* PROVIDED DATA *
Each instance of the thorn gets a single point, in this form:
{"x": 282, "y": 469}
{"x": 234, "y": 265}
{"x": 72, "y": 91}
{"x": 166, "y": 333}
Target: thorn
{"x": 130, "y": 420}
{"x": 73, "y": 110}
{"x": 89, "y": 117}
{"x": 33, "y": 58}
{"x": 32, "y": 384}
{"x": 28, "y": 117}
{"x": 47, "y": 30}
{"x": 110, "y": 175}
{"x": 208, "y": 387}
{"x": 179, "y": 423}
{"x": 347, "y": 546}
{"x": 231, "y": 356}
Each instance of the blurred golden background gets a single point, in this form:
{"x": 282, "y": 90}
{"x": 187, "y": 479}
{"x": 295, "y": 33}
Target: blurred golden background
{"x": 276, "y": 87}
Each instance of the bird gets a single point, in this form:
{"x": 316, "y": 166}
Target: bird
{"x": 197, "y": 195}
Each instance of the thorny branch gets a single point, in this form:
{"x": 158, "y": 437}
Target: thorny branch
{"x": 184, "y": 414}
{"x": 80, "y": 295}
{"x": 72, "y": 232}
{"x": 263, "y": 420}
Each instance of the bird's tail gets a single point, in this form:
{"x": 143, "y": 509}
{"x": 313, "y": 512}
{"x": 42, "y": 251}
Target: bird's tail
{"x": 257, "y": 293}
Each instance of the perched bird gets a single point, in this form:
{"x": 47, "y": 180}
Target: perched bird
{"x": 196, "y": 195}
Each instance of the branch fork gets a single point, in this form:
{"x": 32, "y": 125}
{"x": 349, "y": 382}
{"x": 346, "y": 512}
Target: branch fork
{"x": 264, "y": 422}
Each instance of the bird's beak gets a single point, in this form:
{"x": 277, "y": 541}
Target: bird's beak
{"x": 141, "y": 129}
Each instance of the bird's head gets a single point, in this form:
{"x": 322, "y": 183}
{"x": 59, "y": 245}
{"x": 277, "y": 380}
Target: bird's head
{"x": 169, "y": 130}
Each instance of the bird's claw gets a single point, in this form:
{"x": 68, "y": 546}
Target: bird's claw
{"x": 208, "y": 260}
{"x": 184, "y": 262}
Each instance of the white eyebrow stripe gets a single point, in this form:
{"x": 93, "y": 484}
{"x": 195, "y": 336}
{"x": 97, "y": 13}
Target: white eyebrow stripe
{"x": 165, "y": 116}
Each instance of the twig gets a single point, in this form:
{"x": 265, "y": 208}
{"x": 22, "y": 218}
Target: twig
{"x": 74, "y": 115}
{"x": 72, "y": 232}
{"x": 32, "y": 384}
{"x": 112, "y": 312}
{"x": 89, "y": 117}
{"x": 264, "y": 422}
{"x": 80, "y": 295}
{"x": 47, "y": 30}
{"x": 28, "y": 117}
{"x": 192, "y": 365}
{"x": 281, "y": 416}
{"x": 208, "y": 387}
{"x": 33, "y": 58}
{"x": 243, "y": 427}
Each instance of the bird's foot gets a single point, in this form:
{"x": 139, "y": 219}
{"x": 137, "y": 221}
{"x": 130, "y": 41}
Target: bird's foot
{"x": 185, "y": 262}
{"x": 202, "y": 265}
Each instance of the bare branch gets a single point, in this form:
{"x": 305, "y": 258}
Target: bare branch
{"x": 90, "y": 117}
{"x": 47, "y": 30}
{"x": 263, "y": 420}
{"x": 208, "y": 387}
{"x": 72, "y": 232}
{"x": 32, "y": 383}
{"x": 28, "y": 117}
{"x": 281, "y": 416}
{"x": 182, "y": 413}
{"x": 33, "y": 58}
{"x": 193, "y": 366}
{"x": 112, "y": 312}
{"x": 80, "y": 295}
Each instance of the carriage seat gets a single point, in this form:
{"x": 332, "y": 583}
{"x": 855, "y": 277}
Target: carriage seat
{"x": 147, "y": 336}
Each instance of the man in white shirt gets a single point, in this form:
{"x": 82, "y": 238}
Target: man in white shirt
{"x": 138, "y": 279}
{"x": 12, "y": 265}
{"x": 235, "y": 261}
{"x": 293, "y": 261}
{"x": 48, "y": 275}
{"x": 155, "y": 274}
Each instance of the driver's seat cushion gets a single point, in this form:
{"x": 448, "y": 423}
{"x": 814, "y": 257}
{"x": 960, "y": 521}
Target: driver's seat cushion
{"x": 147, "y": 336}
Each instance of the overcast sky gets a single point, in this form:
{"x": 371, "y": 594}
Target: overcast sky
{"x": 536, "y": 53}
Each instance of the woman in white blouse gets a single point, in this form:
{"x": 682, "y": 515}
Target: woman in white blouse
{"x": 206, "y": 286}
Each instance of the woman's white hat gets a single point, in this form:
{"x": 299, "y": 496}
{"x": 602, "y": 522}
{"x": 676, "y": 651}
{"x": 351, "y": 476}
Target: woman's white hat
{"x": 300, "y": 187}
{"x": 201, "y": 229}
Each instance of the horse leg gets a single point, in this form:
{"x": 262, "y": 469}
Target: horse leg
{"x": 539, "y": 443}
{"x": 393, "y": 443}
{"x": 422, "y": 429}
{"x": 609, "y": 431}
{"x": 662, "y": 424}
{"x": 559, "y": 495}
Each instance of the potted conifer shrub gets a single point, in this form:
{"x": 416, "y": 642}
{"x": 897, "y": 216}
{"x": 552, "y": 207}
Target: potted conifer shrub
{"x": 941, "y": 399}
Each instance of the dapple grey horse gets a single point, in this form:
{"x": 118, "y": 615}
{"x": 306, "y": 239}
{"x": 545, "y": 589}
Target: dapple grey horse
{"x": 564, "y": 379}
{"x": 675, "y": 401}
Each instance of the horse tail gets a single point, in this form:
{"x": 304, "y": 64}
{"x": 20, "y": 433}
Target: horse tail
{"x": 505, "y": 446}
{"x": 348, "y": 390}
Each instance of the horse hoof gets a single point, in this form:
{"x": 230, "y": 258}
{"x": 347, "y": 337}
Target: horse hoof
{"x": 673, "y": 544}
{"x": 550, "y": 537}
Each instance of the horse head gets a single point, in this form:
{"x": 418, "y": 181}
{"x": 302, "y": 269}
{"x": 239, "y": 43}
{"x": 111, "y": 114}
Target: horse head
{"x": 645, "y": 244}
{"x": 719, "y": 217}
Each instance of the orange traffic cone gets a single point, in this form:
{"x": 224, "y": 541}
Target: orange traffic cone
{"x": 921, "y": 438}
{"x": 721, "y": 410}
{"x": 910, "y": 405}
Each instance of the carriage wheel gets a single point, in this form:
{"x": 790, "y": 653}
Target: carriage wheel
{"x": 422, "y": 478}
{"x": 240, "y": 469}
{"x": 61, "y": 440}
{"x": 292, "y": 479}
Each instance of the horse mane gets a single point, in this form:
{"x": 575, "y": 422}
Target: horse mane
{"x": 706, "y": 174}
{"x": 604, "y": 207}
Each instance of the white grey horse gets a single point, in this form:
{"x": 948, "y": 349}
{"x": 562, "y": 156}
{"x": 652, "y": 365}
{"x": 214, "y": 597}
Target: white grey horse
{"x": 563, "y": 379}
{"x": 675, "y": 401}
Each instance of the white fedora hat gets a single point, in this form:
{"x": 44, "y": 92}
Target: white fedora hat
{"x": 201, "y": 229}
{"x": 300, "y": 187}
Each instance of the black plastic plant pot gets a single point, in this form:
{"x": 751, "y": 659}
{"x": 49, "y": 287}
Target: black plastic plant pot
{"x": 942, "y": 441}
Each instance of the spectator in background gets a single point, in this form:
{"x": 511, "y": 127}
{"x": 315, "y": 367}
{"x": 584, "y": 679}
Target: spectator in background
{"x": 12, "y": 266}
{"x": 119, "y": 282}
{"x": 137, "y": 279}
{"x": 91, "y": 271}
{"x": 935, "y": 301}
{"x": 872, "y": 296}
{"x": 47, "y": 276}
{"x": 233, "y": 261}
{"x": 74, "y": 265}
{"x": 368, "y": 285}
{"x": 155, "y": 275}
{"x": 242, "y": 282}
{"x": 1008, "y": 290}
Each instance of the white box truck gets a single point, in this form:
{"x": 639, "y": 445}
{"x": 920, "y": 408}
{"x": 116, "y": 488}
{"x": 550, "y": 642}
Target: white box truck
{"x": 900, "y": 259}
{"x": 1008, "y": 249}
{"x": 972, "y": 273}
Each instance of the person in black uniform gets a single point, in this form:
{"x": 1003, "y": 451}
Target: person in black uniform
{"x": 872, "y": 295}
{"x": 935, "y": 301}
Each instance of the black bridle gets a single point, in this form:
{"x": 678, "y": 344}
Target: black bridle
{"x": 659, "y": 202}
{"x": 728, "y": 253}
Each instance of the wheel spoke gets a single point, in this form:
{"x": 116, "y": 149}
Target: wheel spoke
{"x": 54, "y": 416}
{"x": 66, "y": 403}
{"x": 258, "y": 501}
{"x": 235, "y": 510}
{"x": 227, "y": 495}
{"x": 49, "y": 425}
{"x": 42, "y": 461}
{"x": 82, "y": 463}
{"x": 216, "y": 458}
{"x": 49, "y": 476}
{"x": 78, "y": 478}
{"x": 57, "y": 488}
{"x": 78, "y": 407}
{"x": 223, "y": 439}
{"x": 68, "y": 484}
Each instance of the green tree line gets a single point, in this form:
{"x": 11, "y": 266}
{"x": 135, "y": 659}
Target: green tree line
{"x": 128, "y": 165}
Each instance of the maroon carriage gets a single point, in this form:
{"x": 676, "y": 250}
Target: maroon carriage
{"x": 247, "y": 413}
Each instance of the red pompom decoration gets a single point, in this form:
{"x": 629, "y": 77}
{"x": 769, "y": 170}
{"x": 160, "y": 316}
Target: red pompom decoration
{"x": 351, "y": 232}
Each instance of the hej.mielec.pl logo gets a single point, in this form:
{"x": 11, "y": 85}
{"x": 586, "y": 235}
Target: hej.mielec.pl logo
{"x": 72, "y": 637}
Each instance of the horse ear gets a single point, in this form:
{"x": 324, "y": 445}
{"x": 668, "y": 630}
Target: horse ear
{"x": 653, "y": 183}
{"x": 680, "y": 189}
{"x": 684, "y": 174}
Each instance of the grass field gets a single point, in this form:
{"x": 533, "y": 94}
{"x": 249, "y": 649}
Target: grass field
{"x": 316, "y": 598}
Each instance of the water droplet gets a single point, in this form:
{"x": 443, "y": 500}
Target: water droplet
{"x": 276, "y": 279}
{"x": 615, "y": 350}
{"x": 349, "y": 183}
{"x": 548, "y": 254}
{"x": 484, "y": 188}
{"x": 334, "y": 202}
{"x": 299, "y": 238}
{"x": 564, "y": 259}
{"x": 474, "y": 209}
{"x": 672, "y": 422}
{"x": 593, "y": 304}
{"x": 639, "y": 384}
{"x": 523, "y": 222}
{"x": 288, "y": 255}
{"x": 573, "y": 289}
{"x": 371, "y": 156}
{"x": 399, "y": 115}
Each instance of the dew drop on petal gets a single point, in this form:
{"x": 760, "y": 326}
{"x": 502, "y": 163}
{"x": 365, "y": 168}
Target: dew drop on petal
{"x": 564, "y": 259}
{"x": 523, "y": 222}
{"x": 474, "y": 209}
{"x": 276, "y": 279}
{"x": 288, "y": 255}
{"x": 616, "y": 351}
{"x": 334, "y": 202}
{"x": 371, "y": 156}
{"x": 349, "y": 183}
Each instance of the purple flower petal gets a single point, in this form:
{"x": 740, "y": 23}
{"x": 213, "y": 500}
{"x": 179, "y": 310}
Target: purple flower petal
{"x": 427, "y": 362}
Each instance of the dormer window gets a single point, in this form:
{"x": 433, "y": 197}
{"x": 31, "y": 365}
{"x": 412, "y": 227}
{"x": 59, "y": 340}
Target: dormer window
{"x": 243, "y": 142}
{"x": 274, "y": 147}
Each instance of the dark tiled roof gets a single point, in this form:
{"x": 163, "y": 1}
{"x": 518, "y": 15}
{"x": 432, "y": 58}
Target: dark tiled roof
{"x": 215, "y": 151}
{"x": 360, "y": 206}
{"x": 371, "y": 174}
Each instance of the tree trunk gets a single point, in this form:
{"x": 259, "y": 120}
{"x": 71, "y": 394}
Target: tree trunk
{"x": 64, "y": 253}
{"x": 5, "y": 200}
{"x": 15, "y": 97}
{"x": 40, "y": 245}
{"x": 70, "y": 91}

* EXERCISE INSTRUCTIONS *
Copy out the lines above, everything from the one containing "Each instance of the dark" down to the very last line. Change "tree trunk" to "tree stem" and leave everything else the same.

* RESPONSE TO THIS EXERCISE *
Each instance of the dark tiled roof gets a single point, in this form:
{"x": 163, "y": 1}
{"x": 518, "y": 15}
{"x": 432, "y": 58}
Target: dark tiled roof
{"x": 215, "y": 151}
{"x": 360, "y": 206}
{"x": 371, "y": 174}
Each instance of the tree stem gets a single point, in this form:
{"x": 259, "y": 120}
{"x": 71, "y": 394}
Target: tree stem
{"x": 64, "y": 253}
{"x": 5, "y": 200}
{"x": 15, "y": 97}
{"x": 40, "y": 245}
{"x": 70, "y": 91}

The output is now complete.